* _The input_:
-----
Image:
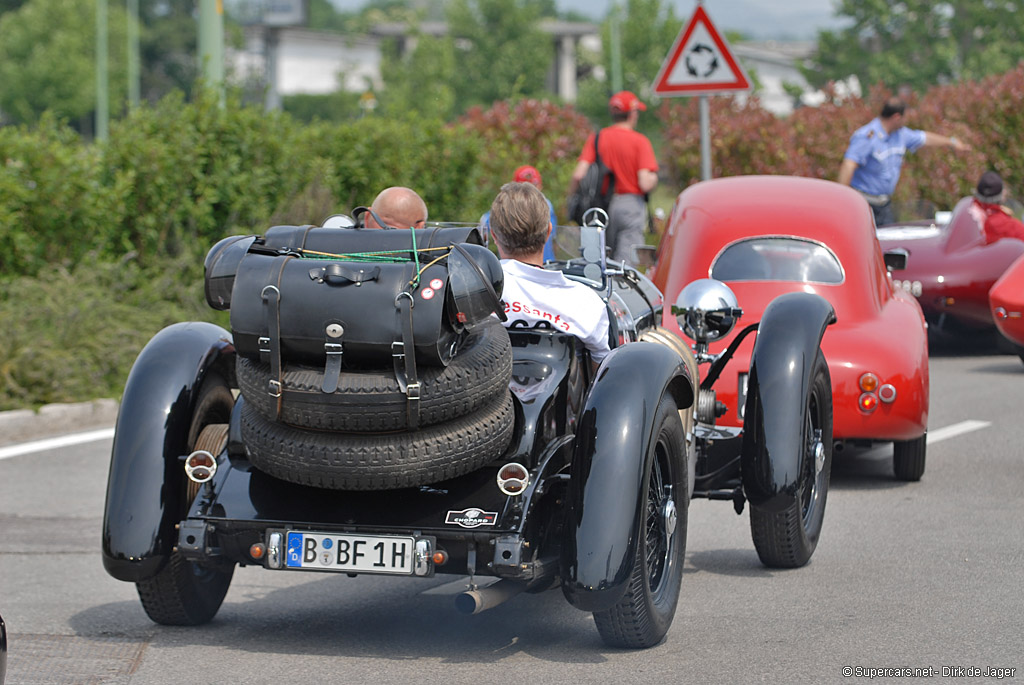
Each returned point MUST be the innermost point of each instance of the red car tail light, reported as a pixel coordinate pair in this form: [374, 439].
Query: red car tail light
-----
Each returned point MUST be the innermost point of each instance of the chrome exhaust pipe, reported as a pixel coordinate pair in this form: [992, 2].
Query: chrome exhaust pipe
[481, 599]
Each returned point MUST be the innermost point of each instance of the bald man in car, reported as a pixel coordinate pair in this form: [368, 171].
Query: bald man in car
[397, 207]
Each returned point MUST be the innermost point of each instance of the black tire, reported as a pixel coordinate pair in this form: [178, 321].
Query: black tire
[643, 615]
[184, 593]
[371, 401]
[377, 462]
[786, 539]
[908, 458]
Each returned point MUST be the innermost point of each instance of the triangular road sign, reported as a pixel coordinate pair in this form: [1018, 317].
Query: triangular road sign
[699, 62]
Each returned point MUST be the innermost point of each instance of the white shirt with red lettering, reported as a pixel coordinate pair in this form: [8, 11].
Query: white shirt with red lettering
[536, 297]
-----
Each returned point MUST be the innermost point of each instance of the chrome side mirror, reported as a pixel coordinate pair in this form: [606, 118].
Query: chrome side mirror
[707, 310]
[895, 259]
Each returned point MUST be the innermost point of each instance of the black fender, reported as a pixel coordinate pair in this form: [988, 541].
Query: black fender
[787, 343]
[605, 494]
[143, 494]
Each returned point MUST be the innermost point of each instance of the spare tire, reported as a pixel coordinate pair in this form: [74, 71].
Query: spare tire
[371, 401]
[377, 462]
-----
* _Exercise requirements_:
Select the lines from the entries that include the word "light".

* _The completed task_:
Each returned point MUST be the innermost point of each instance of the red car tail light, reported as a pixel coordinate pair in this form: [374, 439].
Query: red car tail light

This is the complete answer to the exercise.